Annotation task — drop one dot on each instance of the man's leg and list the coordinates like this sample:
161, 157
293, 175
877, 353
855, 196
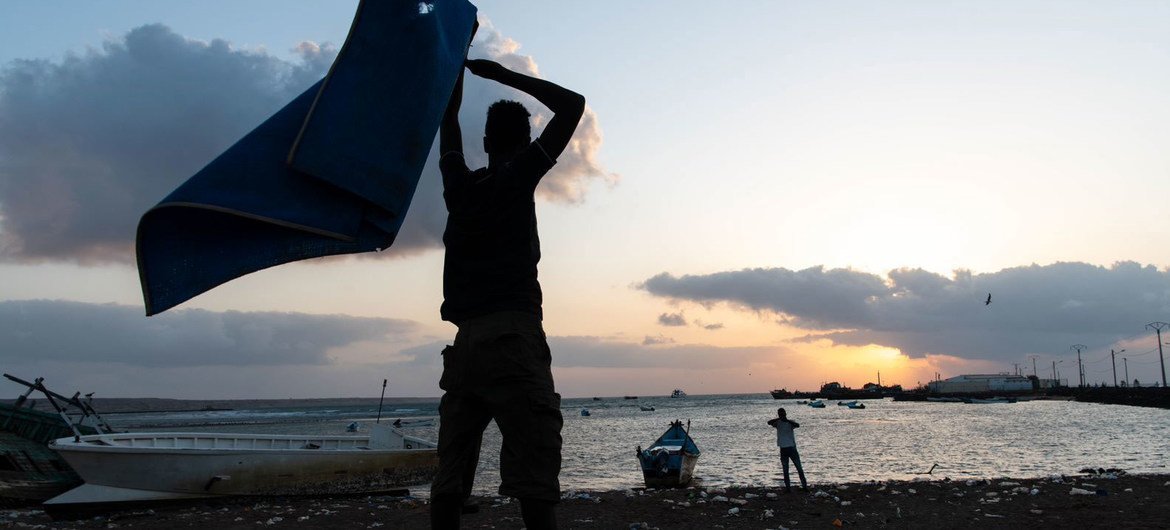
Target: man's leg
528, 412
784, 463
796, 460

■ **What to work on**: Type out each line of the records above exactly, skipping any pictures.

■ **Answer for this exercise**:
Annotation task — drop one dot on each instance of the man's leg and list the coordinates like this sample:
161, 157
293, 175
877, 353
855, 196
Target: man's leg
528, 412
784, 463
796, 460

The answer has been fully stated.